Return each line in the records below that contains the word "reflection".
## Begin Records for this task
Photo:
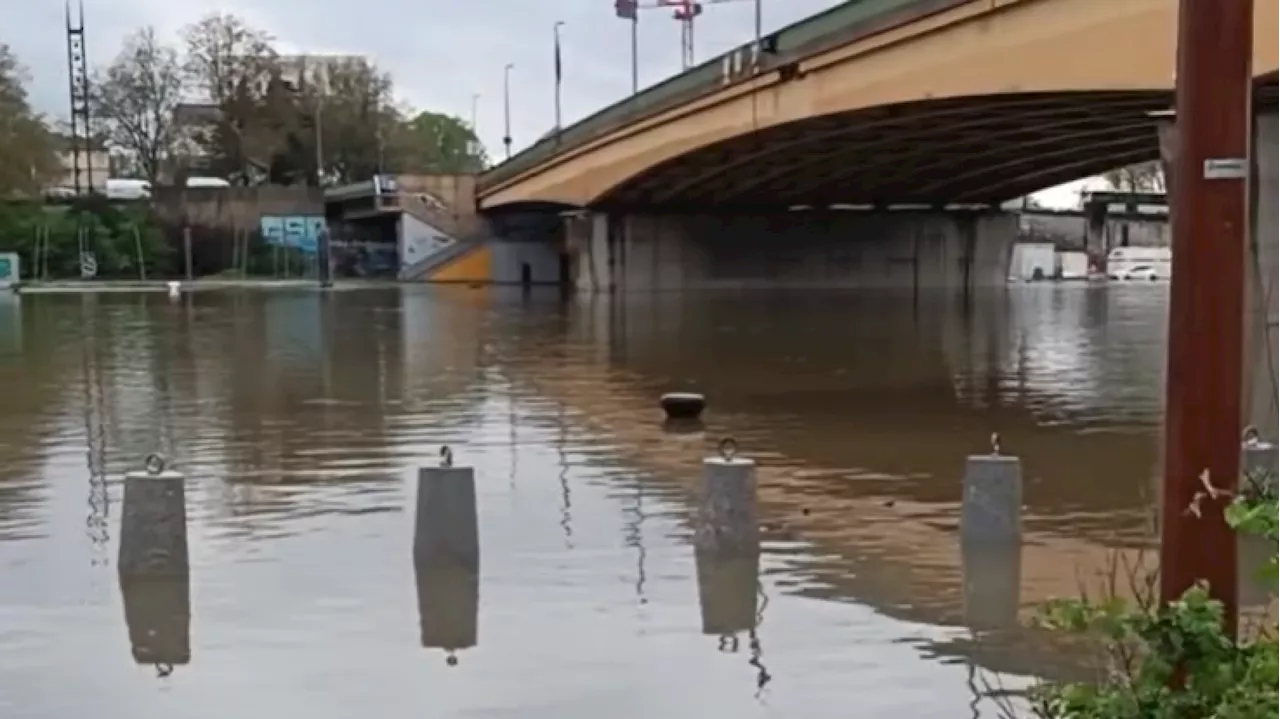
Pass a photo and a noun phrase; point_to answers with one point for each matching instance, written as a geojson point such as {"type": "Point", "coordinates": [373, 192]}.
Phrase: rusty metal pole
{"type": "Point", "coordinates": [1206, 326]}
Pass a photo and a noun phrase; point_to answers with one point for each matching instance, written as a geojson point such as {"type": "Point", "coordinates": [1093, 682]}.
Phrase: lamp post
{"type": "Point", "coordinates": [759, 33]}
{"type": "Point", "coordinates": [560, 76]}
{"type": "Point", "coordinates": [506, 108]}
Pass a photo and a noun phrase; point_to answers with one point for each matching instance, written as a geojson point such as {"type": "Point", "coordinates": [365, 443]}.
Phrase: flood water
{"type": "Point", "coordinates": [301, 418]}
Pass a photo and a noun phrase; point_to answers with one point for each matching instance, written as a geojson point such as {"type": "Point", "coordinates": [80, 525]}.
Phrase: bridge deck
{"type": "Point", "coordinates": [817, 33]}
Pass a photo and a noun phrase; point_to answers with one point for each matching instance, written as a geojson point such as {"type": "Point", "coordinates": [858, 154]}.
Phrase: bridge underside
{"type": "Point", "coordinates": [955, 151]}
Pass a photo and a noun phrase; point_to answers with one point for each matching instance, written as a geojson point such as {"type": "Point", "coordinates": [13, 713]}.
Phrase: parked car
{"type": "Point", "coordinates": [1137, 273]}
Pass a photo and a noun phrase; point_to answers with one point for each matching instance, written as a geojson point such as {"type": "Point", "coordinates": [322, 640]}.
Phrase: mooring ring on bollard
{"type": "Point", "coordinates": [155, 463]}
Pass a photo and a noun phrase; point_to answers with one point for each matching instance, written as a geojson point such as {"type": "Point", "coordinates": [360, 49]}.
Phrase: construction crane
{"type": "Point", "coordinates": [684, 12]}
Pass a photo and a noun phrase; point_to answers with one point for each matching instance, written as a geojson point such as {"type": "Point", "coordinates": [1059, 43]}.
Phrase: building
{"type": "Point", "coordinates": [295, 71]}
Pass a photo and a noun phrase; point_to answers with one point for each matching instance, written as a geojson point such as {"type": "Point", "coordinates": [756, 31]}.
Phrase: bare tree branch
{"type": "Point", "coordinates": [136, 100]}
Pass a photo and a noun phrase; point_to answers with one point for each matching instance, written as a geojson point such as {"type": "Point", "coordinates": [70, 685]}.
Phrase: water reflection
{"type": "Point", "coordinates": [992, 580]}
{"type": "Point", "coordinates": [301, 420]}
{"type": "Point", "coordinates": [448, 608]}
{"type": "Point", "coordinates": [158, 614]}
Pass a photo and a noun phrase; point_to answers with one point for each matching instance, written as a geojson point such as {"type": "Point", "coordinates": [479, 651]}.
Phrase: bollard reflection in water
{"type": "Point", "coordinates": [158, 614]}
{"type": "Point", "coordinates": [992, 578]}
{"type": "Point", "coordinates": [447, 555]}
{"type": "Point", "coordinates": [727, 592]}
{"type": "Point", "coordinates": [448, 608]}
{"type": "Point", "coordinates": [727, 554]}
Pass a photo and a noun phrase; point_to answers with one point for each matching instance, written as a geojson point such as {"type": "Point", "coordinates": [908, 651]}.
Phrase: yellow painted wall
{"type": "Point", "coordinates": [475, 265]}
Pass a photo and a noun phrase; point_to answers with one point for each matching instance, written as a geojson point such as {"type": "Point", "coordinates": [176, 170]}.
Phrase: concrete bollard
{"type": "Point", "coordinates": [448, 608]}
{"type": "Point", "coordinates": [992, 505]}
{"type": "Point", "coordinates": [447, 555]}
{"type": "Point", "coordinates": [727, 594]}
{"type": "Point", "coordinates": [727, 522]}
{"type": "Point", "coordinates": [154, 523]}
{"type": "Point", "coordinates": [1258, 461]}
{"type": "Point", "coordinates": [992, 581]}
{"type": "Point", "coordinates": [158, 614]}
{"type": "Point", "coordinates": [446, 527]}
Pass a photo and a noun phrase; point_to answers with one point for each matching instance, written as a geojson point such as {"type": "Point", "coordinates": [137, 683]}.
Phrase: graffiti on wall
{"type": "Point", "coordinates": [297, 232]}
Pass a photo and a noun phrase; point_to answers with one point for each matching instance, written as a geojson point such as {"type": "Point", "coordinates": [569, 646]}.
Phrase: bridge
{"type": "Point", "coordinates": [940, 108]}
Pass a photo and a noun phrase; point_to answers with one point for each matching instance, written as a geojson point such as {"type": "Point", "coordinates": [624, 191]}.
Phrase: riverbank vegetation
{"type": "Point", "coordinates": [1175, 660]}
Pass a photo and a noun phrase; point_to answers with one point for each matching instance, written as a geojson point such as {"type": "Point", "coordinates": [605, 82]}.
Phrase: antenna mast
{"type": "Point", "coordinates": [77, 72]}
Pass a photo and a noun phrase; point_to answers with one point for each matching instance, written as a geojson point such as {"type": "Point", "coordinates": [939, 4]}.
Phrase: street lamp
{"type": "Point", "coordinates": [560, 76]}
{"type": "Point", "coordinates": [506, 108]}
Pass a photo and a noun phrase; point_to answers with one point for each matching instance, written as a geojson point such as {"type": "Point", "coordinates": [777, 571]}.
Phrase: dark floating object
{"type": "Point", "coordinates": [682, 404]}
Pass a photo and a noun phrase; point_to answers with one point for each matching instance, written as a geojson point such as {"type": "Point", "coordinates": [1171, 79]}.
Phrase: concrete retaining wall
{"type": "Point", "coordinates": [794, 250]}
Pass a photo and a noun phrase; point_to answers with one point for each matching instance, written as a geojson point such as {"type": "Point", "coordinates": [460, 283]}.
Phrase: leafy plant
{"type": "Point", "coordinates": [1174, 660]}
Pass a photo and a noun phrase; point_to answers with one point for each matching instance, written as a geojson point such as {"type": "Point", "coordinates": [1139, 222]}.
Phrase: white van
{"type": "Point", "coordinates": [1139, 264]}
{"type": "Point", "coordinates": [206, 182]}
{"type": "Point", "coordinates": [128, 189]}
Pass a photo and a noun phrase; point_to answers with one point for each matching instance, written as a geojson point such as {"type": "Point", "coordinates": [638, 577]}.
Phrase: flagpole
{"type": "Point", "coordinates": [558, 77]}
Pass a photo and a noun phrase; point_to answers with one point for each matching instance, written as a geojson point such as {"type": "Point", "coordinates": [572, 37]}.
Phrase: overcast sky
{"type": "Point", "coordinates": [440, 53]}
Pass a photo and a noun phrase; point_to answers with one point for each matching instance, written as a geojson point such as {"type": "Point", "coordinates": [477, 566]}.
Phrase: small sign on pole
{"type": "Point", "coordinates": [1226, 168]}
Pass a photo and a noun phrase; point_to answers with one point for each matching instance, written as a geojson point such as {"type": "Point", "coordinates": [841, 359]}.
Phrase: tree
{"type": "Point", "coordinates": [1146, 177]}
{"type": "Point", "coordinates": [433, 142]}
{"type": "Point", "coordinates": [27, 152]}
{"type": "Point", "coordinates": [347, 99]}
{"type": "Point", "coordinates": [136, 100]}
{"type": "Point", "coordinates": [236, 67]}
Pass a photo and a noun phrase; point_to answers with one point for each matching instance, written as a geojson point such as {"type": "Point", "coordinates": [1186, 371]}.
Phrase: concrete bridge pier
{"type": "Point", "coordinates": [798, 250]}
{"type": "Point", "coordinates": [1262, 274]}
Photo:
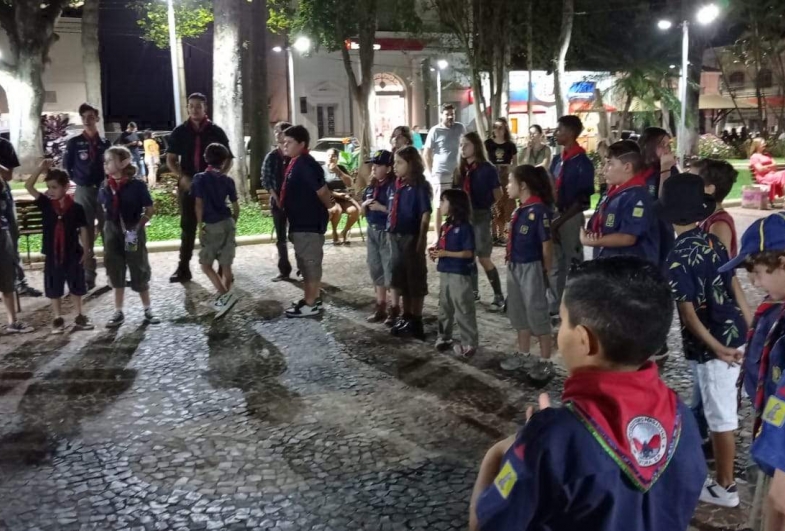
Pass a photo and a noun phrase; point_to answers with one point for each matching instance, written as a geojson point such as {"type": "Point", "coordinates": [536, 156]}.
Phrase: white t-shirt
{"type": "Point", "coordinates": [445, 144]}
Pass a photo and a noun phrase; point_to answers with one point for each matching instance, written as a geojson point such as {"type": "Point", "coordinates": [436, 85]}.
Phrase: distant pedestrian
{"type": "Point", "coordinates": [128, 208]}
{"type": "Point", "coordinates": [455, 253]}
{"type": "Point", "coordinates": [272, 179]}
{"type": "Point", "coordinates": [306, 199]}
{"type": "Point", "coordinates": [441, 153]}
{"type": "Point", "coordinates": [84, 162]}
{"type": "Point", "coordinates": [213, 190]}
{"type": "Point", "coordinates": [64, 226]}
{"type": "Point", "coordinates": [185, 157]}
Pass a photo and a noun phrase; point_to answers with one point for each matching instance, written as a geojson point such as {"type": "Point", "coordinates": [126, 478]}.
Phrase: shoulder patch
{"type": "Point", "coordinates": [774, 413]}
{"type": "Point", "coordinates": [506, 479]}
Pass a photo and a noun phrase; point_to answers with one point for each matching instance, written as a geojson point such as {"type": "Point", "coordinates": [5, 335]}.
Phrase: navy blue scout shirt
{"type": "Point", "coordinates": [577, 182]}
{"type": "Point", "coordinates": [456, 238]}
{"type": "Point", "coordinates": [483, 180]}
{"type": "Point", "coordinates": [73, 220]}
{"type": "Point", "coordinates": [412, 204]}
{"type": "Point", "coordinates": [529, 229]}
{"type": "Point", "coordinates": [134, 198]}
{"type": "Point", "coordinates": [84, 159]}
{"type": "Point", "coordinates": [381, 193]}
{"type": "Point", "coordinates": [304, 209]}
{"type": "Point", "coordinates": [628, 210]}
{"type": "Point", "coordinates": [214, 188]}
{"type": "Point", "coordinates": [694, 277]}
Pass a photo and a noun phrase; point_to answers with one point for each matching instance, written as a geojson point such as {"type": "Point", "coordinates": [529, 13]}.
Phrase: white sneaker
{"type": "Point", "coordinates": [716, 495]}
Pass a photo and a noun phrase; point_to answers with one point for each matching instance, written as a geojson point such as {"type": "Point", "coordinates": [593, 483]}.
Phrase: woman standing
{"type": "Point", "coordinates": [537, 152]}
{"type": "Point", "coordinates": [502, 152]}
{"type": "Point", "coordinates": [480, 180]}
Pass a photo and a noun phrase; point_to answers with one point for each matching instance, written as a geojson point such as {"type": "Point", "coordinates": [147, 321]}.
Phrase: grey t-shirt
{"type": "Point", "coordinates": [445, 142]}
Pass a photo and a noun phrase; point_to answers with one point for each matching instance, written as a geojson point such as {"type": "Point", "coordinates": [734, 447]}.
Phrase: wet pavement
{"type": "Point", "coordinates": [256, 421]}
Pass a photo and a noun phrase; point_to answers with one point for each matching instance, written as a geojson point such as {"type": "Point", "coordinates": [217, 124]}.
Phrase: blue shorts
{"type": "Point", "coordinates": [56, 276]}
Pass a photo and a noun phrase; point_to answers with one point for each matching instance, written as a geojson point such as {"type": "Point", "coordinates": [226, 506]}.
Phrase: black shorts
{"type": "Point", "coordinates": [56, 276]}
{"type": "Point", "coordinates": [410, 270]}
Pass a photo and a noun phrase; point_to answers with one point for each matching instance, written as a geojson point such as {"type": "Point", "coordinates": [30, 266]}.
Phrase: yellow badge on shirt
{"type": "Point", "coordinates": [774, 413]}
{"type": "Point", "coordinates": [506, 479]}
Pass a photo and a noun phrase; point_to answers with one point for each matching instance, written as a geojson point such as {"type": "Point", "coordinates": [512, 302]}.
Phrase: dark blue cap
{"type": "Point", "coordinates": [767, 234]}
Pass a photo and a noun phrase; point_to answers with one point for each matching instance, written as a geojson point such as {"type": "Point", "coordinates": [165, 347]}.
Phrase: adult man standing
{"type": "Point", "coordinates": [185, 157]}
{"type": "Point", "coordinates": [574, 174]}
{"type": "Point", "coordinates": [441, 153]}
{"type": "Point", "coordinates": [131, 139]}
{"type": "Point", "coordinates": [272, 178]}
{"type": "Point", "coordinates": [84, 162]}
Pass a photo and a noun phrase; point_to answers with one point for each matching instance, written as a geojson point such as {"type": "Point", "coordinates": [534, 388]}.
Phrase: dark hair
{"type": "Point", "coordinates": [404, 132]}
{"type": "Point", "coordinates": [86, 107]}
{"type": "Point", "coordinates": [536, 180]}
{"type": "Point", "coordinates": [649, 142]}
{"type": "Point", "coordinates": [573, 123]}
{"type": "Point", "coordinates": [625, 302]}
{"type": "Point", "coordinates": [503, 121]}
{"type": "Point", "coordinates": [416, 165]}
{"type": "Point", "coordinates": [216, 155]}
{"type": "Point", "coordinates": [718, 173]}
{"type": "Point", "coordinates": [480, 156]}
{"type": "Point", "coordinates": [627, 151]}
{"type": "Point", "coordinates": [198, 96]}
{"type": "Point", "coordinates": [59, 176]}
{"type": "Point", "coordinates": [299, 134]}
{"type": "Point", "coordinates": [460, 206]}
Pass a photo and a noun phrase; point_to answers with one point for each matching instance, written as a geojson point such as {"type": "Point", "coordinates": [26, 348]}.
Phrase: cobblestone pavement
{"type": "Point", "coordinates": [256, 421]}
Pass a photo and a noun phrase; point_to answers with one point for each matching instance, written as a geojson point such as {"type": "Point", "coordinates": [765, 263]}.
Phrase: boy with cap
{"type": "Point", "coordinates": [623, 453]}
{"type": "Point", "coordinates": [624, 222]}
{"type": "Point", "coordinates": [713, 327]}
{"type": "Point", "coordinates": [763, 255]}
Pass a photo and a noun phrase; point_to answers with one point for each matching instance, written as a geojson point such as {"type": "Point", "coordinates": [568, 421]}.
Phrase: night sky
{"type": "Point", "coordinates": [137, 76]}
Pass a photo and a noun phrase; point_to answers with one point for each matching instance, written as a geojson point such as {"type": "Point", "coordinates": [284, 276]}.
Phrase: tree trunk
{"type": "Point", "coordinates": [91, 59]}
{"type": "Point", "coordinates": [227, 84]}
{"type": "Point", "coordinates": [568, 14]}
{"type": "Point", "coordinates": [260, 121]}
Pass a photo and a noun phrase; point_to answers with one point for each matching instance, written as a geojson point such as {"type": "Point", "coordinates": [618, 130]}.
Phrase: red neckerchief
{"type": "Point", "coordinates": [467, 178]}
{"type": "Point", "coordinates": [532, 200]}
{"type": "Point", "coordinates": [598, 219]}
{"type": "Point", "coordinates": [286, 174]}
{"type": "Point", "coordinates": [632, 415]}
{"type": "Point", "coordinates": [116, 185]}
{"type": "Point", "coordinates": [198, 152]}
{"type": "Point", "coordinates": [61, 208]}
{"type": "Point", "coordinates": [765, 361]}
{"type": "Point", "coordinates": [399, 184]}
{"type": "Point", "coordinates": [566, 155]}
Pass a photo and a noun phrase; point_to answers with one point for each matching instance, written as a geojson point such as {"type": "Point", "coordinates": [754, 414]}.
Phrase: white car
{"type": "Point", "coordinates": [319, 150]}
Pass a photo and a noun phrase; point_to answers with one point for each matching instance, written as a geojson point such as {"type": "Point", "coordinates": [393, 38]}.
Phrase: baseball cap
{"type": "Point", "coordinates": [381, 157]}
{"type": "Point", "coordinates": [767, 234]}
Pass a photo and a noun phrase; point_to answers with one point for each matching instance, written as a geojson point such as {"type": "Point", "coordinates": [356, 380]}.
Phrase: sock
{"type": "Point", "coordinates": [496, 283]}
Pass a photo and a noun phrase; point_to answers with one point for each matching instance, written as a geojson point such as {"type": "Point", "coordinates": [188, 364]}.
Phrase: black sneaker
{"type": "Point", "coordinates": [116, 321]}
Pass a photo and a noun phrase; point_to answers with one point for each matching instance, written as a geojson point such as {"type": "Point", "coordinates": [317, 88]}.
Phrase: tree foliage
{"type": "Point", "coordinates": [192, 19]}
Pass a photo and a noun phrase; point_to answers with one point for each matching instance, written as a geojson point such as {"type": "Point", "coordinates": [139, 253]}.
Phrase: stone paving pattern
{"type": "Point", "coordinates": [256, 421]}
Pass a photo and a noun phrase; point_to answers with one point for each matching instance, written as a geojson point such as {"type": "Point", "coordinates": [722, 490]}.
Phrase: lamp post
{"type": "Point", "coordinates": [178, 116]}
{"type": "Point", "coordinates": [705, 15]}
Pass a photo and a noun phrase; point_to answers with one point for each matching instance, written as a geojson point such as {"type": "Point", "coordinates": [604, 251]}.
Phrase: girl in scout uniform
{"type": "Point", "coordinates": [529, 260]}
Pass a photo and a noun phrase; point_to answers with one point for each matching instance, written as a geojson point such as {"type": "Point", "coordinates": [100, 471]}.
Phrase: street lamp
{"type": "Point", "coordinates": [178, 116]}
{"type": "Point", "coordinates": [705, 15]}
{"type": "Point", "coordinates": [441, 64]}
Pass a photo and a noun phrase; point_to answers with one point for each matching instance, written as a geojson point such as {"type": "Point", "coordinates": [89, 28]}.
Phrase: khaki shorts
{"type": "Point", "coordinates": [218, 243]}
{"type": "Point", "coordinates": [527, 298]}
{"type": "Point", "coordinates": [483, 242]}
{"type": "Point", "coordinates": [309, 253]}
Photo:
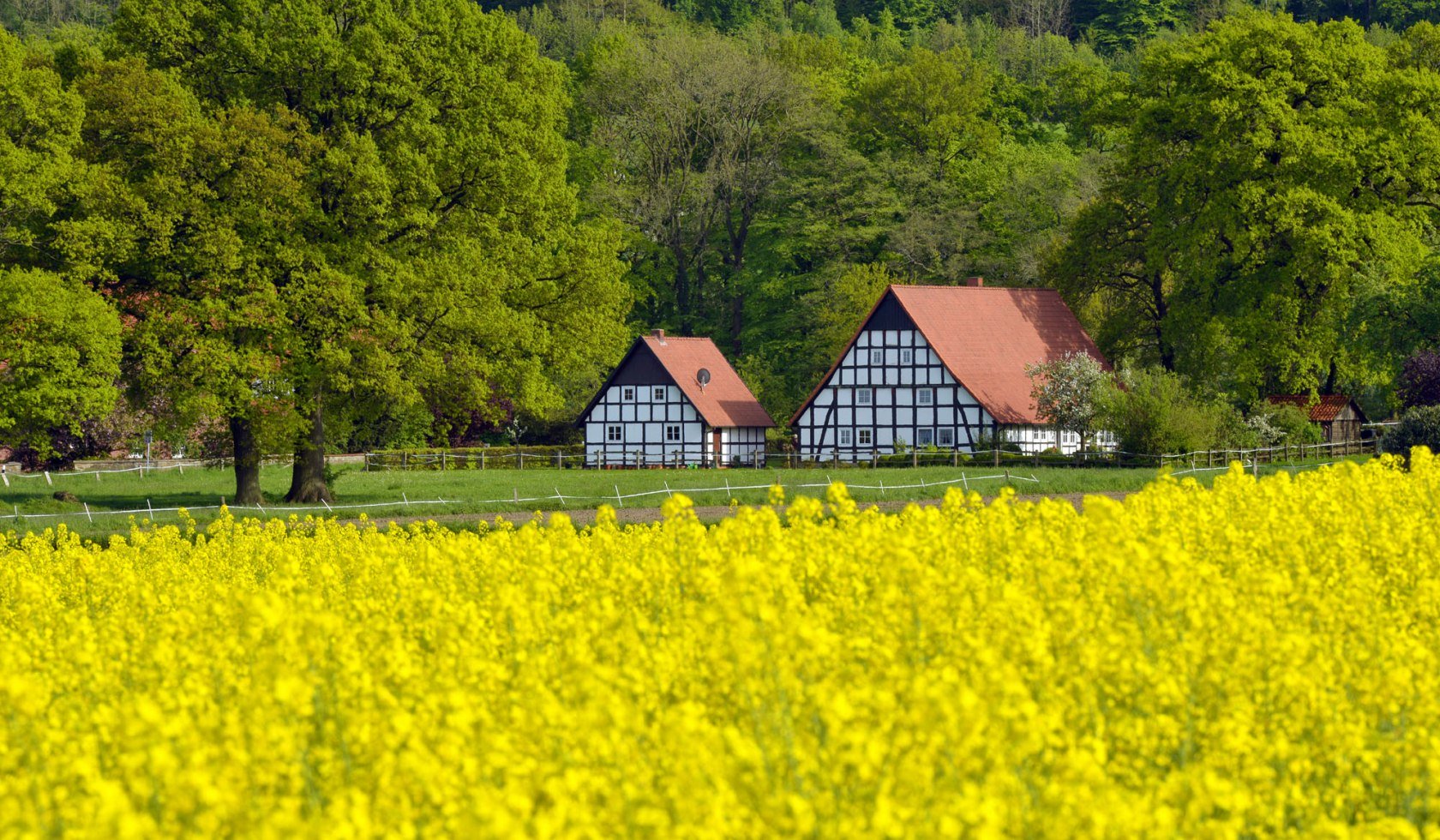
## End Records for this task
### Task answer
Phrase: water reflection
Phrase: bollard reflection in water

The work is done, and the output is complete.